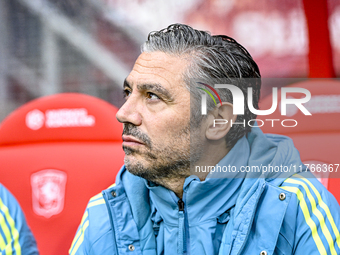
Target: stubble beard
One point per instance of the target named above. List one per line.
(160, 164)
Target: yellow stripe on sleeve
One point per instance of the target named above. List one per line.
(308, 218)
(326, 209)
(14, 231)
(81, 238)
(2, 242)
(7, 234)
(317, 213)
(80, 229)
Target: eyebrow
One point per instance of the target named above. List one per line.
(151, 87)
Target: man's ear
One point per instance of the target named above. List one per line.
(219, 121)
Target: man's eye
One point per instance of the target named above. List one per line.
(126, 93)
(152, 96)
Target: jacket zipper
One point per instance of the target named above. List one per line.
(181, 228)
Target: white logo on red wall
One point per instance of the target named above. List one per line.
(48, 192)
(59, 118)
(35, 119)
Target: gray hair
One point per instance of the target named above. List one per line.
(212, 60)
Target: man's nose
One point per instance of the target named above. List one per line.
(129, 113)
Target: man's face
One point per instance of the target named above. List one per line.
(156, 117)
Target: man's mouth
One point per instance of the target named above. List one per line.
(131, 141)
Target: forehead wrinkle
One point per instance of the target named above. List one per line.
(155, 86)
(162, 77)
(156, 67)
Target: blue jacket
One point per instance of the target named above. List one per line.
(15, 236)
(267, 212)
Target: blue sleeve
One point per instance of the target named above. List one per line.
(318, 218)
(81, 242)
(15, 236)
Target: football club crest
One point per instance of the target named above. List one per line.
(48, 192)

> _What this task involves_
Please output every line of the rows above as a numbered list, skipping blank lines and leaving out the pictures.

> _Output for this task_
1. Target: stubble beard
2. One point per instance of the target named above. List one per line.
3. (160, 164)
4. Target: yellow stripe on sleeve
5. One point per instance of the target named above. List one per line.
6. (308, 218)
7. (326, 209)
8. (14, 231)
9. (81, 238)
10. (2, 242)
11. (7, 234)
12. (317, 213)
13. (80, 229)
14. Target: eyebrow
15. One point per instance of the target named above. List one per line.
16. (151, 87)
17. Target: man's ear
18. One point per instance of the target named above. List one per line.
19. (219, 121)
20. Target: man's eye
21. One point per instance of the target named above. List one per line.
22. (126, 93)
23. (152, 96)
24. Target: jacket zipper
25. One point per instance of the target named above. List one per line.
26. (181, 228)
27. Target: white logo on red wall
28. One point per instance of the target named above. List one per line.
29. (48, 192)
30. (59, 118)
31. (35, 119)
32. Target: gray hair
33. One point per instance of the target named above. List one per line.
34. (212, 60)
35. Target: man's nose
36. One point per instance of the target named above. List one per line.
37. (129, 113)
38. Target: man's face
39. One point per instance of the target named above. List one per line.
40. (156, 117)
41. Target: man's mouth
42. One point per instance of the target named above. List one per line.
43. (131, 141)
44. Target: forehead wrinkle
45. One point per instance of the target named above. List one per line.
46. (155, 86)
47. (162, 77)
48. (156, 67)
49. Target: blue jacket
50. One point per instance of the target named above. List one per line.
51. (15, 236)
52. (267, 212)
53. Target: blue sleeve
54. One point per instance of the target named above. List one per line.
55. (318, 218)
56. (81, 242)
57. (15, 236)
58. Target: football club crest
59. One point per instance of the target named above. List one per line.
60. (48, 192)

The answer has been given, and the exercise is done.